§ **Required work**: Rewrite the paragraph of the dialogue below that begins "When he worked for you" in fewer words, keeping its main facts.

§ **Passage for review**:
★ ★ ★

The only reason i'm here

is because tilly tells me
that you wanted to see me.

That's funny.
Tilly said you were the one that wanted to see me.

That is funny,
isn't it?

You lied to me, tilly.

And to me.

For good reason.

Here we are, finally,
together as a family.

Couldn't we all just...
get along?

It's christmas.

I've got some pigs to feed.
It was a pleasure to meet you.

I can't say the same
for you, mrs. Caldwell.

You made my brother's
life miserable.

When he worked for you,
he said you were cheap.

When he fell in love
with your daughter,

he said you turned
into the devil.

I was not cheap.

So you admit
to being the devil.

I was protecting
my daughter.

I wanted her to have
a good life.

So you cut her off
and and ran them both off.

That was her choice.

Pride got in her way.

And not in yours?

Look, i'm not going to stand here and have some old goat

judge my actions
from years ago.

Old goat? I'll wager
you're older than me.

★ ★ ★

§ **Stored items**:
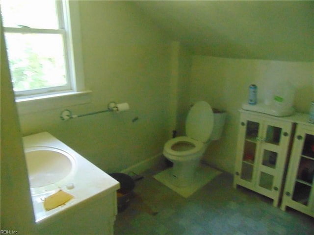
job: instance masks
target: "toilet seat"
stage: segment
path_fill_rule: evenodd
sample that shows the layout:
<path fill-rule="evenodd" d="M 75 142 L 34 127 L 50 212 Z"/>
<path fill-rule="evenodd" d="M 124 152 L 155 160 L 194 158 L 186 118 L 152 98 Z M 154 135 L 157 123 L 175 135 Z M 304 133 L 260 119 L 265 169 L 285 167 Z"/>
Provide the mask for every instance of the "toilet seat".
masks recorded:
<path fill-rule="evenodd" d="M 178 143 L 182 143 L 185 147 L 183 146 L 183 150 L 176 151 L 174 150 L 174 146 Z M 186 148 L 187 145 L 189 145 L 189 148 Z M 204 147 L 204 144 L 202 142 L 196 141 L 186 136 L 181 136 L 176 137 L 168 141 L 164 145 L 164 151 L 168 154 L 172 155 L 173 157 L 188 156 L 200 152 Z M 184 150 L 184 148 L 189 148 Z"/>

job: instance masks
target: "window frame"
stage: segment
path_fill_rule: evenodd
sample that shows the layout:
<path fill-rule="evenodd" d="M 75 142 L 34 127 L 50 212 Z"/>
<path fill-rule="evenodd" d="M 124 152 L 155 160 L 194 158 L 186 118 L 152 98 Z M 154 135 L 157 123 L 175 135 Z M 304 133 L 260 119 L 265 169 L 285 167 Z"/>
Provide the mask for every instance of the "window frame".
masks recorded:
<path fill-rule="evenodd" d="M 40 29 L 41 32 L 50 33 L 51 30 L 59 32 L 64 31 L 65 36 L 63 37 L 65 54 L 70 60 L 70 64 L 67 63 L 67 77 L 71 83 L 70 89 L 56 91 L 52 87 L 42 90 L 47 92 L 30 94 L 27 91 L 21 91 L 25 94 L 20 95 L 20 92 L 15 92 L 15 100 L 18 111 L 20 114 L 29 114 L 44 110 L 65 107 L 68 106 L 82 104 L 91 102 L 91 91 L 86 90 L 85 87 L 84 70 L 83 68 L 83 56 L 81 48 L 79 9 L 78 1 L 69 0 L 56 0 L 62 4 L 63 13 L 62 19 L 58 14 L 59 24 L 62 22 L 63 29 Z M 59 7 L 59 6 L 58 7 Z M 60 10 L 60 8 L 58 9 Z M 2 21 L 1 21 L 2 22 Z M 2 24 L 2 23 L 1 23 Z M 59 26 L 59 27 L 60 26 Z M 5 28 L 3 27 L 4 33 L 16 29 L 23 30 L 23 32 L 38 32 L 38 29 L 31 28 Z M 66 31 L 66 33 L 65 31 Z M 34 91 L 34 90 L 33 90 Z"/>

★ ★ ★

§ **Exercise response**: He called you cheap while working for you.